● Objectives
**1)** Write out the piece about the Texas Windstorm Insurance Association word for word, in full.
**2)** Lay out the records below the piece as a JSON list of strings, one string per line of the records, leaving out blank lines.

Recently there has been a furor of letters and articles about the  Texas Windstorm Insurance Association [TWIA].  Many stated concerns are well based.  But sadly our famous “Lone Star Unity” is under attack by those who want to pit Texans against Texans.  The time is now to redirect our efforts to fix what all agree is a broken system.

The  same problem that faced us in 1971 exists today – namely the cumulative withdrawal of market from parts of Texas by many or all Texas licensed property insurers. In 1971, the solution was the drafting and passage of the Texas Catastrophe Property Insurance Act. The Act originally created the Pool of all Texas property insurers as a market in which participation by each insurer was based on its market share in the state. This “shared market” replaced the individual markets withdrawn by individual insurers. But over time legislative “tweaks” transmuted the “shared market” of the Pool into what we have now, TWIA – an insurer of last resort. This transformation has created an under-funded insurer of last resort.

A far better solution than seeking post incident funding for claims is to restore the original “shared market” whereby an insurer members’ financial responsibility is offset by credit for writing policies voluntarily.  Furthermore, insurers should be provided with a Texas Reinsurance Facility, not an unregulated out of state reinsurance market.

● Supplied records

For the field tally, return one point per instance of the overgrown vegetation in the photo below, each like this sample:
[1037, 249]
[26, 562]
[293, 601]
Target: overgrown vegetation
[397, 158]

● Solutions to the exercise
**1)**
Recently there has been a furor of letters and articles about the  Texas Windstorm Insurance Association [TWIA].  Many stated concerns are well based.  But sadly our famous “Lone Star Unity” is under attack by those who want to pit Texans against Texans.  The time is now to redirect our efforts to fix what all agree is a broken system.

The  same problem that faced us in 1971 exists today – namely the cumulative withdrawal of market from parts of Texas by many or all Texas licensed property insurers. In 1971, the solution was the drafting and passage of the Texas Catastrophe Property Insurance Act. The Act originally created the Pool of all Texas property insurers as a market in which participation by each insurer was based on its market share in the state. This “shared market” replaced the individual markets withdrawn by individual insurers. But over time legislative “tweaks” transmuted the “shared market” of the Pool into what we have now, TWIA – an insurer of last resort. This transformation has created an under-funded insurer of last resort.

A far better solution than seeking post incident funding for claims is to restore the original “shared market” whereby an insurer members’ financial responsibility is offset by credit for writing policies voluntarily.  Furthermore, insurers should be provided with a Texas Reinsurance Facility, not an unregulated out of state reinsurance market.

**2)**
[
  "For the field tally, return one point per instance of the overgrown vegetation in the photo below, each like this sample:",
  "[1037, 249]",
  "[26, 562]",
  "[293, 601]",
  "Target: overgrown vegetation",
  "[397, 158]"
]